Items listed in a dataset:

────────────────────────────────────────

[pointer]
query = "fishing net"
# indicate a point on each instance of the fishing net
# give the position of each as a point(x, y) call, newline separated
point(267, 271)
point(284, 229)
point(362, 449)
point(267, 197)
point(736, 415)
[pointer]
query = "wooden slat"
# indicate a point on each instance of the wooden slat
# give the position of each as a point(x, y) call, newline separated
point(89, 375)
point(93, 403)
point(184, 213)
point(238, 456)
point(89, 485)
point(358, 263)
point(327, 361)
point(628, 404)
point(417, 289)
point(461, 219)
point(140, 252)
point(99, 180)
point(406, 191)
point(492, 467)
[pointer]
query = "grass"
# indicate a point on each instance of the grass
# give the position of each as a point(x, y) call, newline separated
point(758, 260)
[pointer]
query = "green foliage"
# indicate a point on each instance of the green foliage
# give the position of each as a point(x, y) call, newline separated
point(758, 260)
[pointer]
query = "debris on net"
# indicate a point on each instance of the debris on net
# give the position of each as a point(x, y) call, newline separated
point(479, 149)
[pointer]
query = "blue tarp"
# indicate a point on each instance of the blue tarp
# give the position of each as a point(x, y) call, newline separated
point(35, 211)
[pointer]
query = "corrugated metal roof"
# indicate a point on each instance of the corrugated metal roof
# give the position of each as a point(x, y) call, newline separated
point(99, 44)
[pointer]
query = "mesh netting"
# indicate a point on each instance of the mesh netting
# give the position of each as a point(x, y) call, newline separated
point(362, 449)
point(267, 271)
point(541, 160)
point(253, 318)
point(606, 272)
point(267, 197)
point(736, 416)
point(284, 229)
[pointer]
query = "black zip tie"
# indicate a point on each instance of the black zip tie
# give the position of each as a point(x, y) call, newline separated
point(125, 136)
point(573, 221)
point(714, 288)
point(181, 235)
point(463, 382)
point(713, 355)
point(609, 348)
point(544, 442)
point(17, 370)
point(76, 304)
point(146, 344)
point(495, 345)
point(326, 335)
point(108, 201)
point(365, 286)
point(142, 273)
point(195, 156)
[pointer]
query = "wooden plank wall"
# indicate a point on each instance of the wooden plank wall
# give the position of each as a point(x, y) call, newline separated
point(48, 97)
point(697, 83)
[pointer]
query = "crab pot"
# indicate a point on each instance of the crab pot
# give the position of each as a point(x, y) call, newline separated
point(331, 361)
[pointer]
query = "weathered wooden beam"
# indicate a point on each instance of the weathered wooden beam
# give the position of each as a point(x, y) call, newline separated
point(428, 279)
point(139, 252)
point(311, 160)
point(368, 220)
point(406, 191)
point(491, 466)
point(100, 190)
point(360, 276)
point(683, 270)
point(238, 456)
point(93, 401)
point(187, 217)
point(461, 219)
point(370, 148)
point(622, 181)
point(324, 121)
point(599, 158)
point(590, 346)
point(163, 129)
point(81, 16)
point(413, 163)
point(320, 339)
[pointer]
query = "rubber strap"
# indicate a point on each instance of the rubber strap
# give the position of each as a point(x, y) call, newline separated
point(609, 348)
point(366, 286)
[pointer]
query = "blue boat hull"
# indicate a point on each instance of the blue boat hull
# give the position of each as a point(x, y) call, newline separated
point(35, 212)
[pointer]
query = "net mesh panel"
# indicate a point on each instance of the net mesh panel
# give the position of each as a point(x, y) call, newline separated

────────────────────────────────────────

Every line above that holds the word "wooden" is to be found and copied.

SOLUTION.
query = "wooden slat"
# indicate a point on each instance of the wooden slat
query = "wooden plank wall"
# indicate a point on each instance of the wooden plank wall
query = "weathered wooden beam"
# indicate a point on each instance of the weathered wooden beam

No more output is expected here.